● PROBLEM 1
In the account of cancer treatment, what kind of holiday did the writer and SM take after the writer came off CC?
● PROBLEM 2
Extend the account of cancer treatment past its final sentence, keeping the same first-person voice.

I kept my hair, although it thinned and stopped growing. In March this year, I came off CC, and my ecstatic oncologist joked that he was going to present me as a case study at his next conference.  SM and I went on a scuba diving holiday, to the amazement of the medical team.

Six weeks later, three new tumours appeared in my brain and an inflamed lymph node collapsed part of my lung.

Why, you may ask, did I not just take CC again then, if it was so effective?

Remember, this is chemotherapy.  It works by killing fast-dividing cells in every tissue of the body.  By the time I came off it in March, I was virtually crippled and dared not stray far from a toilet. The digestive tract, from the mouth on down, is especially vulnerable.  CC turned my insides to molten lava. The first major episode, after cycle 4 of 8, left me bed-ridden for two days. After cycle 7, when SM was away on business, I spent the whole night in the bathroom, hugging the toilet, with what the medics call ‘complete loss of continence’.  Reader, we needed a new carpet.

● DATA EXCERPTS

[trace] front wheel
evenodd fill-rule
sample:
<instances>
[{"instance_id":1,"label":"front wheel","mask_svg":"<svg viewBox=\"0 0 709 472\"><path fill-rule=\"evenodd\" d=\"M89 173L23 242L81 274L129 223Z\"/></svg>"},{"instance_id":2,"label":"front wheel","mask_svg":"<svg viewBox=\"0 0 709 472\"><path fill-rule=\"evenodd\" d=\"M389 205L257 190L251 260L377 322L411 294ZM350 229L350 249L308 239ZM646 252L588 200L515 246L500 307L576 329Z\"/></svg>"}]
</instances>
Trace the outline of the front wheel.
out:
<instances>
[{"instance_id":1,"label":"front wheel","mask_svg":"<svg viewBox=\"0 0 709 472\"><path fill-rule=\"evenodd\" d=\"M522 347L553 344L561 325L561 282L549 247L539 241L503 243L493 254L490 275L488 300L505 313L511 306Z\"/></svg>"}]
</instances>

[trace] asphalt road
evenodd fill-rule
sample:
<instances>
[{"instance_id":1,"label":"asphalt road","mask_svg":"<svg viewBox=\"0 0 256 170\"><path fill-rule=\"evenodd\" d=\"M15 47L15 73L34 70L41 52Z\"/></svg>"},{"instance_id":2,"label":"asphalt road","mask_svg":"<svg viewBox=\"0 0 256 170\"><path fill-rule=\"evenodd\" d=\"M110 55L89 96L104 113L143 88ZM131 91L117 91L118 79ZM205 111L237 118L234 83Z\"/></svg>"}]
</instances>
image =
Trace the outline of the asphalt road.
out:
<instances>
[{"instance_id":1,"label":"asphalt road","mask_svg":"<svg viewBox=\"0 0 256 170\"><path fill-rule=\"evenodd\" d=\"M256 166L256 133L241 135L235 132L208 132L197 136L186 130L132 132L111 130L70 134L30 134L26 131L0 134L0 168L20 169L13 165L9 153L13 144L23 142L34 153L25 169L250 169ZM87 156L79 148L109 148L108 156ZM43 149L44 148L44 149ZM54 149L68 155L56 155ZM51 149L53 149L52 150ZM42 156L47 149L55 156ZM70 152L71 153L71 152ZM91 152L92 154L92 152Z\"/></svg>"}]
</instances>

● TASK ANSWER 1
A scuba diving holiday.

● TASK ANSWER 2
In addition, the drug causes the innocuous-sounding Hand and Foot Syndrome.  CC makes the sweat glands excrete free radicals.  These are molecules which damage cell structure, usually caused by toxins like tobacco smoke or pollution, the same free radicals that all the anti-oxidant face creams claim to neutralise.  These free radicals attack the skin of the palms and soles, raising large blisters and ultimately causing the skin to peel away.  It feels like the feet and hands are on fire. Constantly.

There are several creams which are supposed to help with this.  I tried them all, but didn’t find any relief.  With each cycle of the drug, the side effects intensified.

This is the reason why I was keen to try anything else which might work.

So I did and it didn’t and here we are.   If CC works again (which we will find out from the scan in November), then I will have to stay on it indefinitely, with only short breaks to allow my body to recover – assuming my immune system can handle the punishment too—until it eventually stops working.  Because all chemo drugs eventually fail, when the disease learns to tolerate or avoid them.  Cancer is fucking smart, metastatic cancer especially so.  It’s not one disease; it’s different in every organ it inhabits.  Therefore a drug which despatches brain tumours may be ineffective for liver tumours.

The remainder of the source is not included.